Count the lines in the listing below that contain the string "water", treating case as significant, and reply with the number alone.

Raw records
####################
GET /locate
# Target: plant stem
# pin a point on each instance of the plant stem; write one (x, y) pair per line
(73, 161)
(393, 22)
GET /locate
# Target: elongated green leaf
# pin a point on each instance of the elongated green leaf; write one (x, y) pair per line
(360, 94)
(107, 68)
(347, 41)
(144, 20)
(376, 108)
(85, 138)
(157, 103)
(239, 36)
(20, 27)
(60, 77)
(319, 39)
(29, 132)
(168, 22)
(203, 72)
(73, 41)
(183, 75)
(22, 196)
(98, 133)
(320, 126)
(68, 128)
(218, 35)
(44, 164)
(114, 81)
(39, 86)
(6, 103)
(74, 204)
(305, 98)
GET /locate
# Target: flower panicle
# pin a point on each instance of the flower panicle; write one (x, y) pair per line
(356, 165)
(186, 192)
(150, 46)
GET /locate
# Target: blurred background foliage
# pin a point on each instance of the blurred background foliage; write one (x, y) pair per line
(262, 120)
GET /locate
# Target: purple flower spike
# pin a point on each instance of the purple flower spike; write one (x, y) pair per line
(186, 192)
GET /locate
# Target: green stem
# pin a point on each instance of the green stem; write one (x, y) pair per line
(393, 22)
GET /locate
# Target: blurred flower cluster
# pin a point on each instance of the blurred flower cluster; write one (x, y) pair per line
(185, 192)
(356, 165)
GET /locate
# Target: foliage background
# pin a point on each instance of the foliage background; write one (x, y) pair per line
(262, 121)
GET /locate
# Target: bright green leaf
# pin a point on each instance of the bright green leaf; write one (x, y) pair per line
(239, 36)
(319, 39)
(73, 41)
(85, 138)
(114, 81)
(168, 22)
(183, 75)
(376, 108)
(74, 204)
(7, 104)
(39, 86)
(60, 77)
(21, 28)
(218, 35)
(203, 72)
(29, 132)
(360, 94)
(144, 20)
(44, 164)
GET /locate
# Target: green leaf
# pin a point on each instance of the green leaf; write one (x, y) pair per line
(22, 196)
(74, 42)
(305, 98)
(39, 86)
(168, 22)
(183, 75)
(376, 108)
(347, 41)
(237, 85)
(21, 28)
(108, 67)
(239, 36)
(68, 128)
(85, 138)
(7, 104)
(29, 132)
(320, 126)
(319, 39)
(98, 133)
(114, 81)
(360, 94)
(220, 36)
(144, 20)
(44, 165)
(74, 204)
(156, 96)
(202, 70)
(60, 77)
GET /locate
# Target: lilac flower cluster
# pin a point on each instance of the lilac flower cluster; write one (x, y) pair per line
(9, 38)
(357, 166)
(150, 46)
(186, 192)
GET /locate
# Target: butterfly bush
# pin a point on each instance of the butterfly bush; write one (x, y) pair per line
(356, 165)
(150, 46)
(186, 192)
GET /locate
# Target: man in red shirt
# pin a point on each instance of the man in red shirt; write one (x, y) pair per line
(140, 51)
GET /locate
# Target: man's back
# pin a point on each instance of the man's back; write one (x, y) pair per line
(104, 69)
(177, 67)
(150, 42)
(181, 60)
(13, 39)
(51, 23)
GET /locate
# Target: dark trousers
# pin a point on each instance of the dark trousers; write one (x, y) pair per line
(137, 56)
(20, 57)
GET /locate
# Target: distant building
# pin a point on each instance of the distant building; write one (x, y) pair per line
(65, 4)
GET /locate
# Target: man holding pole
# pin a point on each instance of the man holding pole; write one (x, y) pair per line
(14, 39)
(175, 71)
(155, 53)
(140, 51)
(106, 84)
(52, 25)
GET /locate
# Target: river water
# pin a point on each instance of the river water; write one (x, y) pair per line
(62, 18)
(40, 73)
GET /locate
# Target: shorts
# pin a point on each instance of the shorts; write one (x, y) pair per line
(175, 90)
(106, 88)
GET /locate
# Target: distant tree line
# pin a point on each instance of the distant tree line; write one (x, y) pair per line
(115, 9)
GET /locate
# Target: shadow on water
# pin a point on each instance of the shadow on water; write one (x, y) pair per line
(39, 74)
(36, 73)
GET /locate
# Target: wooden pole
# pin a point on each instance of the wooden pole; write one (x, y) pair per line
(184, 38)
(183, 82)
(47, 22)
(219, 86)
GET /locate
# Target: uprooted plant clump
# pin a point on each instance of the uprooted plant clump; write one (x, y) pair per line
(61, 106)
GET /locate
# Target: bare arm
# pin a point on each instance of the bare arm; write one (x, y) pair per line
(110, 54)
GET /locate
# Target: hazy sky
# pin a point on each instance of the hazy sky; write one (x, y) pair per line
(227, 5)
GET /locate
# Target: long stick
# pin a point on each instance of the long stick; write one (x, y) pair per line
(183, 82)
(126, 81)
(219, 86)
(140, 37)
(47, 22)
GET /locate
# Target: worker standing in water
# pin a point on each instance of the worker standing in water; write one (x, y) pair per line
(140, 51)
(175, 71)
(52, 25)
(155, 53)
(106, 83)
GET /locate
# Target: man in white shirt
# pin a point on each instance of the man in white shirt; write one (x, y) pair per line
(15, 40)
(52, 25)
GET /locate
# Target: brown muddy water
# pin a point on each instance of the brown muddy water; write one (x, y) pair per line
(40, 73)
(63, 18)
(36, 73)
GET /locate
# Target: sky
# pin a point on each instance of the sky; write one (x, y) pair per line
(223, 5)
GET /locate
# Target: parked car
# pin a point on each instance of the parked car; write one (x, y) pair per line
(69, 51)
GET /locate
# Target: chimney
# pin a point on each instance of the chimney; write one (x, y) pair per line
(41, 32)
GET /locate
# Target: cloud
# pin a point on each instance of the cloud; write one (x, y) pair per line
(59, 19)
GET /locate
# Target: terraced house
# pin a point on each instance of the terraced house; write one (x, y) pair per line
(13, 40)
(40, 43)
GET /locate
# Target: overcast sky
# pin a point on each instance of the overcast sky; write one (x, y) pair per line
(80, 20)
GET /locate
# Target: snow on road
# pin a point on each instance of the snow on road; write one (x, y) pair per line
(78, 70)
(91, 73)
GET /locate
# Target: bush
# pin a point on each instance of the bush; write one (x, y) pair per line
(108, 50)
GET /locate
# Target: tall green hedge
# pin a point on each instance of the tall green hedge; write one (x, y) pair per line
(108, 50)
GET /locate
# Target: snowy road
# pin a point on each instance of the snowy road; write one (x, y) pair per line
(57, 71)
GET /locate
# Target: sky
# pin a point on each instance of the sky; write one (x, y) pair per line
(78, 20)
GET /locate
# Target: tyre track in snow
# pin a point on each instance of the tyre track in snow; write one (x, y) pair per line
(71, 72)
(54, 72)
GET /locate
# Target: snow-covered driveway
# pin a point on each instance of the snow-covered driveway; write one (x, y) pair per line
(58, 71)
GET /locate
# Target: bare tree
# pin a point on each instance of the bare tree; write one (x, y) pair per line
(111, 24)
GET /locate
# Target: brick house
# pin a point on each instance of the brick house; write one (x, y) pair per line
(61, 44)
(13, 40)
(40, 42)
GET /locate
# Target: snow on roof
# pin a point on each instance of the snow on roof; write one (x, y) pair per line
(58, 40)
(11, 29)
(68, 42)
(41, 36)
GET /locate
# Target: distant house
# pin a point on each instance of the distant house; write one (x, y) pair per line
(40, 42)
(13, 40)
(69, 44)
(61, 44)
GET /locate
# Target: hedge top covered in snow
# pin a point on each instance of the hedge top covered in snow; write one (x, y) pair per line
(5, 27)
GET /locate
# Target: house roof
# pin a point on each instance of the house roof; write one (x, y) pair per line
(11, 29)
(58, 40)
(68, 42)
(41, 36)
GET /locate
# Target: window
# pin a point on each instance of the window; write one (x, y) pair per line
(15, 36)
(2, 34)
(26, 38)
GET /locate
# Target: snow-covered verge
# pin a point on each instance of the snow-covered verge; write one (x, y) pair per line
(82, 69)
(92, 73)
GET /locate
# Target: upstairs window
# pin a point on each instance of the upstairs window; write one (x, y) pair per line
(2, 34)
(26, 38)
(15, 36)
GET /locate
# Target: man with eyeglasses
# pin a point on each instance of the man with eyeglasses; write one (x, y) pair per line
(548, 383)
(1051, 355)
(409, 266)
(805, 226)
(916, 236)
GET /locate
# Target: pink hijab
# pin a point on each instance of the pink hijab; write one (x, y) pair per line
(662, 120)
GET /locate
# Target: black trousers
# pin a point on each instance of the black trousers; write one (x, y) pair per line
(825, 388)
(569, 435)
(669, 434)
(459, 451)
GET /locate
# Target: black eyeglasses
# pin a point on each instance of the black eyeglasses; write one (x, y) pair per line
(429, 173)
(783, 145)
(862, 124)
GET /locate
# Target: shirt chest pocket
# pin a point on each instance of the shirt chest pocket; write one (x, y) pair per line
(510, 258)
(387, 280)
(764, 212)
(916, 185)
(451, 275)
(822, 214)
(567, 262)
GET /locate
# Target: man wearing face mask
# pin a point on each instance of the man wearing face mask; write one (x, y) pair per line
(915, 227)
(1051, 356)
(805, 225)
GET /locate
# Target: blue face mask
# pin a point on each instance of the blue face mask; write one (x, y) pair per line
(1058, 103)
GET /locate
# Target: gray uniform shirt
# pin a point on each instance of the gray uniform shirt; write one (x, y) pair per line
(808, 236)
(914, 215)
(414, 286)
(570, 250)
####################
Problem solution – 8